What needs to be done: Lay out everything in the data below as a Markdown table, from the line containing "of the flower" down to the final line, with both ends included. Use the columns Number and Entry, giving each line a number and leaving out blank lines.
====
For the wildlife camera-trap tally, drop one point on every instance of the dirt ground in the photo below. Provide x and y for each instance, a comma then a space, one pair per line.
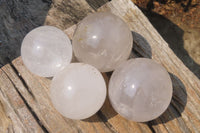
178, 21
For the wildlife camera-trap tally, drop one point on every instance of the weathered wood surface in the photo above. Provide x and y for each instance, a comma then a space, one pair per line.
24, 98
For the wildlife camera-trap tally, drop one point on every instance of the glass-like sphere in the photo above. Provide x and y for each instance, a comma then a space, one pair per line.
46, 50
78, 91
102, 40
140, 89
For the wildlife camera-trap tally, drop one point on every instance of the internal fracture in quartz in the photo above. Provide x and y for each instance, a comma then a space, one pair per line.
140, 89
102, 40
78, 91
46, 50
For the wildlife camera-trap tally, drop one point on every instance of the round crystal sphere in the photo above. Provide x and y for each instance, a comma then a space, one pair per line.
140, 89
46, 50
103, 40
78, 91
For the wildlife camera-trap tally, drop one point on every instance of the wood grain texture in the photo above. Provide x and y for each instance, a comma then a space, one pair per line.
25, 105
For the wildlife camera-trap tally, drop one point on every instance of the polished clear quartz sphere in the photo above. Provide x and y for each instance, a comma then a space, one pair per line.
102, 40
78, 91
140, 89
46, 50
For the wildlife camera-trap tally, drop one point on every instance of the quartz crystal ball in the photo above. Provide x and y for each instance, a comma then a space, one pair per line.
46, 50
78, 91
140, 89
102, 40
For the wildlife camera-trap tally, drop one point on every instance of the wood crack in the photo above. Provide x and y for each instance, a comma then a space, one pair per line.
22, 80
150, 125
27, 105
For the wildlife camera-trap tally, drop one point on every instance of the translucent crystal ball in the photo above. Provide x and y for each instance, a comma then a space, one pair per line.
140, 89
102, 40
78, 91
46, 50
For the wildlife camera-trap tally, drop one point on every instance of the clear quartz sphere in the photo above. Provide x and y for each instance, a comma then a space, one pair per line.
103, 40
78, 91
140, 89
46, 50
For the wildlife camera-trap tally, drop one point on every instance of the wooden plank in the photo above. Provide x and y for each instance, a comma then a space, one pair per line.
32, 92
186, 98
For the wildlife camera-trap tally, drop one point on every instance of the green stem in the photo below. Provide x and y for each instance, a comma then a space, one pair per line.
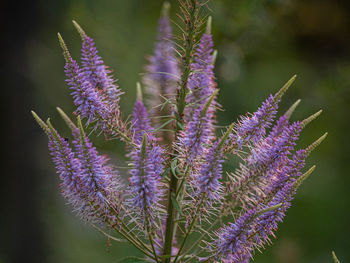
189, 229
189, 42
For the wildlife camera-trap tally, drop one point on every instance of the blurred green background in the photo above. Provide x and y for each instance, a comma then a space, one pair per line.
261, 44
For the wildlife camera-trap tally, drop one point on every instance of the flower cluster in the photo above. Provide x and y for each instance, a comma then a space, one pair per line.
176, 186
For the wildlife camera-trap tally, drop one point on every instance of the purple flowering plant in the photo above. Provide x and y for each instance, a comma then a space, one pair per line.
178, 204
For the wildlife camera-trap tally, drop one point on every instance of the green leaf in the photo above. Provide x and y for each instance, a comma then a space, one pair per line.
====
Completed exercise:
| Number | Entry |
|---|---|
| 1 | For the wildlife camera-trap tally, drop one point on every instance of the flower cluster in the photo above. Provide x and y for each instance, a comma then a space, one pair per line. |
| 2 | 176, 186 |
| 3 | For the wildlife camera-trap tally, drop one point on every instance of the purple flowering plant in the photo above. Provide x and y for each instance, a comma then a space, one pair per line. |
| 4 | 178, 204 |
| 5 | For the wildlife camera-trap tally, drop one point on every instance of the green leaf in the photo above. Provide x and y for each instance, a comma then a space, one pair per line. |